[Reading text]

Well the nature of commerce does owe quite some allegiances to religion. At least the creation of its nature. To show this was the point of the life work of Max Weber. Our commerce developed out of the protestant ethics. Its no surprise that it was england, the protestant country, that started with a big winnig margin (almost 100 years) with the industrial revolution and it was the catholic countries that hinged behind most. Catholic ethics was: Who is poor and renunciative in this life, will have a good position in the afterlife. Protestant ethics on the other hand: who is in the favor of god (and thus have a good position in the afterlife), will have him showing this publicly already in this life. And so developing wealth was at first a religious act, the protestants didn't want you to stop working, when you think you had enough (that was evil), however if you continued to work, and its successfull, you are going to have real good place in the afterlife. Oe can see how this behaves just like the business mentality we know today. Somewhere along the way this got robbed its religious content. And as in the beginning this mentality was a free religious decision of its supporters to life their life that way, we are today more or less forced by society to do so, without any spiritual content. Thats famous "iron cage" Weber pointed at.


Quote:
Of course, even those who believe in human (or Divine) inspiration also have to consider that the human-invented Scientific Method is also responsible for many "ideas," but arrived at in a more engineered sense. Edison's New Jersey facility is a textbook example of the process of starting with a desired result, experimenting thoroughly, developing provable conclusions, and refining until the desired result is reached... the famous "10% inspiration, 90% perspiration" that defined 19th and 20th Century innovation.
I totally agree, for me is "thinking is handcraft", okay you sometimes have suprising ideas, that seem to come out of the nowhere, but as everyone will tell you, you need to systimatically induldge into a topic, to come out with a result. The human as "meat processor" Thats however the oppinion to the source of ideas that got contested and I felt to want to defend with a big wall of text.

[/Reading text]
[Dataset]

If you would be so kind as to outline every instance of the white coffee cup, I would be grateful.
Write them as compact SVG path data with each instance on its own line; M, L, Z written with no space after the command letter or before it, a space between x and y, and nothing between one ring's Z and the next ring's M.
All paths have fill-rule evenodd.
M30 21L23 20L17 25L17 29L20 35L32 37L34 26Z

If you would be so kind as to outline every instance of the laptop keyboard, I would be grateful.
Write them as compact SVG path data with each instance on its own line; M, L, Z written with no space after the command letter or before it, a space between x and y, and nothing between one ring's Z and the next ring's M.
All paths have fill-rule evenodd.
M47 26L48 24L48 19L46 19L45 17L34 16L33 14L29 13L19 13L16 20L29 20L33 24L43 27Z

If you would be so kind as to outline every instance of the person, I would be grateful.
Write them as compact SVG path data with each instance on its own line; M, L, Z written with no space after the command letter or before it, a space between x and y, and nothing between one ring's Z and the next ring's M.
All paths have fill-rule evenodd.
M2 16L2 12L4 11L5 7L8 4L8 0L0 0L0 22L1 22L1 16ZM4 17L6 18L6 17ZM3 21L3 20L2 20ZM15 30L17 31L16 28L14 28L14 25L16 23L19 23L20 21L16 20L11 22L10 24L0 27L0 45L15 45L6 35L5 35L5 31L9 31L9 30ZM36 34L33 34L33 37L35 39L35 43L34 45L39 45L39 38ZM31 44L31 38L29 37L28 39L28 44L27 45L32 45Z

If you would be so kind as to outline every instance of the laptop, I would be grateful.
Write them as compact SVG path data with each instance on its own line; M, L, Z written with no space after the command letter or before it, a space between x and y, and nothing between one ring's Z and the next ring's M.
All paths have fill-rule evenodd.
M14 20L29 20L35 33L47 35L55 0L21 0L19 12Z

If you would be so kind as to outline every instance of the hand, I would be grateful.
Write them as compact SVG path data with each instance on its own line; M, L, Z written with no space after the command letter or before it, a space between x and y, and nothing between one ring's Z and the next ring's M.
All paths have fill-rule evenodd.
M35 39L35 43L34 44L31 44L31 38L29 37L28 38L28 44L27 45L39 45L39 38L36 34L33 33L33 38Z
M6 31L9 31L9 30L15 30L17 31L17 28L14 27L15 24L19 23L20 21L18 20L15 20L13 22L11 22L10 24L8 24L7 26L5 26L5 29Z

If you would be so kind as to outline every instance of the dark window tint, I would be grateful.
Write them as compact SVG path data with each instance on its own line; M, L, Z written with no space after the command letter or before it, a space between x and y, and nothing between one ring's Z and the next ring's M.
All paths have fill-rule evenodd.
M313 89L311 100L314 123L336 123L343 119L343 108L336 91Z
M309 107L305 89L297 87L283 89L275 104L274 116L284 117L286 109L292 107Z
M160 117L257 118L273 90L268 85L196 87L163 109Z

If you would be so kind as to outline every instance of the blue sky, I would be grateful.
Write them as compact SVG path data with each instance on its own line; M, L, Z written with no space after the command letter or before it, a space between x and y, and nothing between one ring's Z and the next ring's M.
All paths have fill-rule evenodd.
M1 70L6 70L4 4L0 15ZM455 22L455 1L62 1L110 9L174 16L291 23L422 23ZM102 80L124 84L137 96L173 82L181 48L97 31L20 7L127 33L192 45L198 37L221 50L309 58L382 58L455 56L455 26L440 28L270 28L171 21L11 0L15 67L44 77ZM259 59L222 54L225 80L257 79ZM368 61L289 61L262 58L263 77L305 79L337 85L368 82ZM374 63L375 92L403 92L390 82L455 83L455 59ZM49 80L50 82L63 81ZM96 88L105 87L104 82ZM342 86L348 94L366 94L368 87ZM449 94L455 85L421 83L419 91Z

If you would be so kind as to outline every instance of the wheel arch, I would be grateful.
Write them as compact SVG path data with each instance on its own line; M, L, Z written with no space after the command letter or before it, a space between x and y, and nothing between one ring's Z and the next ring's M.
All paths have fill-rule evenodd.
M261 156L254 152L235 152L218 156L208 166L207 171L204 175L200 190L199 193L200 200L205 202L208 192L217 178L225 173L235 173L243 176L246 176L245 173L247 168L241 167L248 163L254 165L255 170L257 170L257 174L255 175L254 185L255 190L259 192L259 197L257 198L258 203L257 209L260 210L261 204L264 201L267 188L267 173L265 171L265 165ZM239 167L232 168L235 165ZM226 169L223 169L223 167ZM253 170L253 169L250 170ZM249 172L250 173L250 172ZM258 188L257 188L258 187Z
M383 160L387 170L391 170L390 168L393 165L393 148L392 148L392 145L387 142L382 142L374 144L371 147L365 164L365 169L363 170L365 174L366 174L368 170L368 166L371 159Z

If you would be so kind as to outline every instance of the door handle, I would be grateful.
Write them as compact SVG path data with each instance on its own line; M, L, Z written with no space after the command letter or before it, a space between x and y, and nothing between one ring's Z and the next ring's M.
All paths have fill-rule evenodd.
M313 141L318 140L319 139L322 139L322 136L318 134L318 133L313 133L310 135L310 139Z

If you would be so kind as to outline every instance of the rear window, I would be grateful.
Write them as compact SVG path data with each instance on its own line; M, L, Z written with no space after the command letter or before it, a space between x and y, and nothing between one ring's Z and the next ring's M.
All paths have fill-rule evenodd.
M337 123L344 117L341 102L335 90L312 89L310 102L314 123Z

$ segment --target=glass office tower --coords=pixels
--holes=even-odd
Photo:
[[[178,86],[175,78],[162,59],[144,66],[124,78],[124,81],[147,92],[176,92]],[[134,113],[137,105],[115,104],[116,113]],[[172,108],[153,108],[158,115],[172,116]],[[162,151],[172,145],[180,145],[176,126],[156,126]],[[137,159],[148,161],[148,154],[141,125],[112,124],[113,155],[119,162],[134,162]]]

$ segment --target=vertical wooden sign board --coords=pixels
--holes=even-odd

[/Dataset]

Exercise goal: Can you continue the forum post on Weber, commerce and the source of ideas from where it stops? The items are separate material, unrelated to the forum post.

Answer box:
Quote:
The "ideas" that came from such sources were more easily assigned ownership, simply because the first person/group to be able to demonstrate an idea was awarded ownership. Again, it may not have been completely accurate... maybe someone else thought of it elsewhere, but didn't build it... but as the point of patent and copyright was always to encourage commerce, the props were given to the person/group that could promote commerce.
Just a sitenote. One has not to build a machine prior at all to patent it. You can patent things you are even unable to build (yet). You do not even have to proof something works, it just needs to be original (and not a perptuum mobile, as these get rejected apriori) Only if you don't even assume something might work, you won't bother with the patent fees.

Quote:
Apparently there are many who believe we would be better off if the system was designed to "take" a patent or copyright from someone who cannot or refuses to use it, and "bestow" it upon someone who says they will. In other words, if someone else can profit better from my idea, they would have the legal right to take it.
I don't like that either, as its almost impossible to judge, if someone else may make "better" use of something. Its IMHO an error wanted to be circumvented, that is the patent monopoly rewarding your roughly the expenses you needed to get to it plus some profit. Nobody will pay 1 million in the development of a medicament and have not trying to get that million back in its monopoly use. If of course patents are granted for 20 years which took minimal input, having a hundretfold output, ofcourse somebody might say, oh I don't want to take the risk. Im happy with getting only some of the revenue without any risk, and let humanity wait 20 years to fully exploit the potential of that technology.